[Begin Rows]

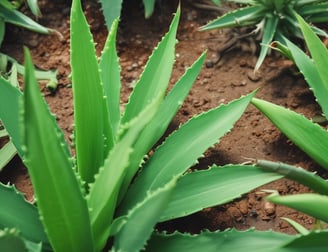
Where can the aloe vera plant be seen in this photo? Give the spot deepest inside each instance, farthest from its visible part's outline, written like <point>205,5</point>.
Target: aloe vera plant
<point>10,14</point>
<point>272,19</point>
<point>308,136</point>
<point>84,200</point>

[End Rows]

= Instructions for the task =
Recast the data above as a Markdown table with the columns Row and Line, putting each nonblank line in its own row. Leave the pictures out.

= Answer to this exercise =
| Row | Line |
|---|---|
| 1 | Where can the aloe vera plant be seen in this photo? Give the spot deepest inside each instance, farthest from its visible part's outline, written like <point>205,5</point>. |
| 2 | Target: aloe vera plant |
| 3 | <point>10,14</point> |
| 4 | <point>272,19</point> |
| 5 | <point>308,136</point> |
| 6 | <point>84,200</point> |